------ Stored rows ------

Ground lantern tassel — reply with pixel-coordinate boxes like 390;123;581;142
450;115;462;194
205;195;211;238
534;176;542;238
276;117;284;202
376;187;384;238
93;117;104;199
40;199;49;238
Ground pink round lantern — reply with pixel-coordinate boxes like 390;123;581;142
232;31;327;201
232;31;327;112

------
------ Stored rows ------

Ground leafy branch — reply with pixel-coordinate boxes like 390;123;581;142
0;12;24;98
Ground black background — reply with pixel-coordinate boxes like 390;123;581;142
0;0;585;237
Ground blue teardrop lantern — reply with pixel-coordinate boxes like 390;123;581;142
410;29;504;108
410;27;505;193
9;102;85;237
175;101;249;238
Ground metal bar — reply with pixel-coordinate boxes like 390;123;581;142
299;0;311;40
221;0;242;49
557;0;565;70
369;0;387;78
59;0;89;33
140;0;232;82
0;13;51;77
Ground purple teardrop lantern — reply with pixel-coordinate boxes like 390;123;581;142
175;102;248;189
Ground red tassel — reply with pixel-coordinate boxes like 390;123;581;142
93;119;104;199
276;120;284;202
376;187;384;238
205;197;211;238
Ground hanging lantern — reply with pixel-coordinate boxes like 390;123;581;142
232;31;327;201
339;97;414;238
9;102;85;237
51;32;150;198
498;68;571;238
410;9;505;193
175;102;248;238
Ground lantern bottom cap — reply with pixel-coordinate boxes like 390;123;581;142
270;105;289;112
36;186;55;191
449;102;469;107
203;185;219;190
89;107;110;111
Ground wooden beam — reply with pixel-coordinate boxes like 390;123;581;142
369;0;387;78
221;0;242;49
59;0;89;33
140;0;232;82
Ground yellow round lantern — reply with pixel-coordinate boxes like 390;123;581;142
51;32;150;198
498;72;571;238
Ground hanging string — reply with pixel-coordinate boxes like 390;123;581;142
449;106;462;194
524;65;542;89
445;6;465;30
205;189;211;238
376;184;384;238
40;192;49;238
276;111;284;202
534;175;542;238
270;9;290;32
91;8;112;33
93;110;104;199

------

§ Your instructions: Find every line in the items that contains the word "lantern", and copy each of those lines in full.

§ Task solution:
Ground lantern tassel — reply with pixel-coordinate boxes like 390;123;581;142
Ground pink round lantern — reply with pixel-coordinate boxes like 390;123;581;142
Ground blue teardrop lantern — reply with pixel-coordinate boxes like 390;123;581;142
Ground purple teardrop lantern — reply with pixel-coordinate boxes like 390;123;581;142
Ground hanging lantern — reply with pixel-coordinate boxes like 390;123;581;142
Ground lantern bottom cap — reply with pixel-coordinate boxes like 390;123;581;142
Ground yellow round lantern — reply with pixel-coordinate boxes like 390;123;581;142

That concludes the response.